▸ **Instruction**:
Can you give the items from the start through the line with "point(294, 301)" again, changing "snow slope" to "ski slope" and leaving everything else as it is?

(Data listing)
= = = = =

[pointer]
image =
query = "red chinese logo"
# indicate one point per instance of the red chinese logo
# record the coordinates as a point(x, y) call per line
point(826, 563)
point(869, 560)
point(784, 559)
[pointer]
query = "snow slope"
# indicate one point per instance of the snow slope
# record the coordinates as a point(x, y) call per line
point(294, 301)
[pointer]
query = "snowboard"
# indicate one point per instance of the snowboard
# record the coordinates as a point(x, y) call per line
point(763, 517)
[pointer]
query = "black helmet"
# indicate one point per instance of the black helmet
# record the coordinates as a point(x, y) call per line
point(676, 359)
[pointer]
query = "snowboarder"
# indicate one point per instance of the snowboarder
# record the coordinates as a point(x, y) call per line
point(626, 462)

= = = = =

▸ **The reply**:
[pointer]
image =
query = "red chinese logo"
# indicate one point per instance of the red chinese logo
# record the coordinates as a point(x, y) call per line
point(826, 563)
point(869, 560)
point(784, 559)
[pointer]
query = "ski slope"
# indicate one point per instance of the ski slope
# record the coordinates as a point(x, y) call per line
point(294, 301)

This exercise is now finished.